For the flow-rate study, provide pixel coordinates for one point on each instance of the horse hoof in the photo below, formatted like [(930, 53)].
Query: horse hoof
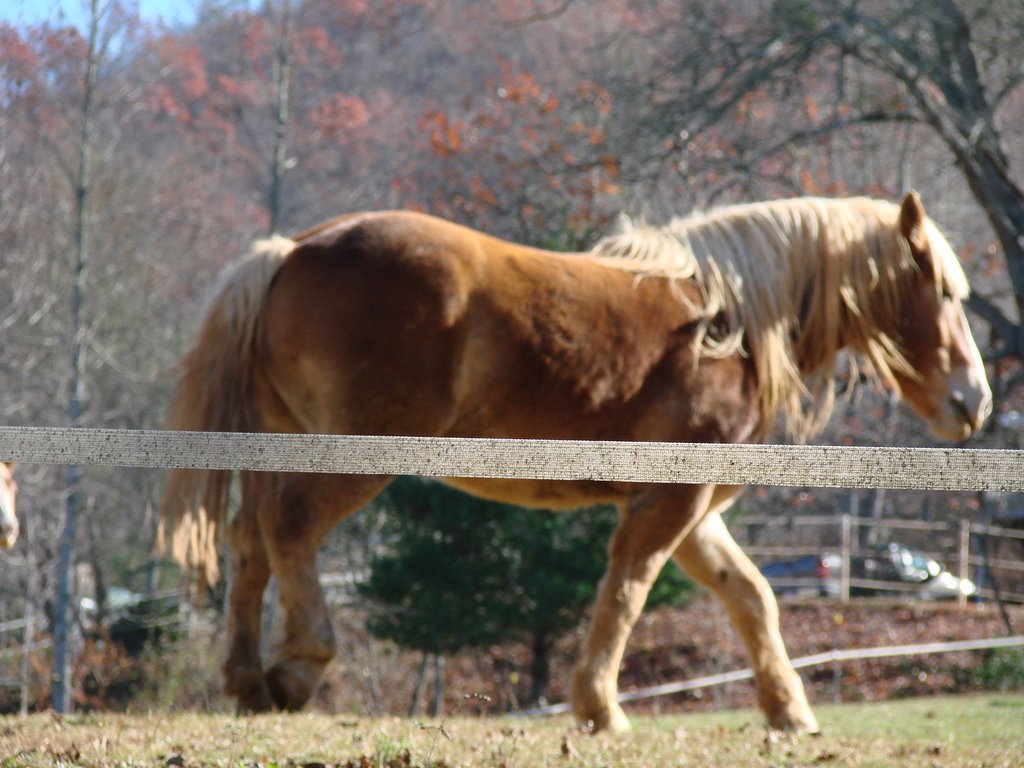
[(292, 685), (252, 695), (796, 719), (609, 719)]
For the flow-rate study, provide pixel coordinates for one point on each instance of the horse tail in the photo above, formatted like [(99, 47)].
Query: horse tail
[(215, 393)]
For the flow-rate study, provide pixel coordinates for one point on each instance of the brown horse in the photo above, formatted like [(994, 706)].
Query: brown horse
[(711, 329), (8, 518)]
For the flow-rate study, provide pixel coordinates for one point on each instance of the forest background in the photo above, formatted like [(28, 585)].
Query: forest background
[(138, 159)]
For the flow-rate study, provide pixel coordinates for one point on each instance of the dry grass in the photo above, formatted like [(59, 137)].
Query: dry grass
[(950, 732)]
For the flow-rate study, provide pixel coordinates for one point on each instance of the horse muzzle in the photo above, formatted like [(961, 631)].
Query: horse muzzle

○ ○ ○ ○ ○ ○ ○

AIM OF THE EXERCISE
Reproduce verbatim the portion of the records above that begins with the line containing "like [(994, 706)]." and ends with the line containing "[(950, 732)]", including both of those lines.

THE ANSWER
For the flow-rate study, provide pixel coordinates for one point on each instance of the brown horse in the photo above, formatted like [(994, 706)].
Query: brown horse
[(711, 329), (8, 518)]
For the flow-rate study, provide pixel coordinates for one point on each instance of the forest background in the photo above, formatted like [(28, 585)].
Query: forest background
[(138, 159)]
For the flow-rate study, provide pixel coordinates for one point on each instance of the dry grass in the photo above, formatted like [(59, 137)].
Query: dry grass
[(950, 732)]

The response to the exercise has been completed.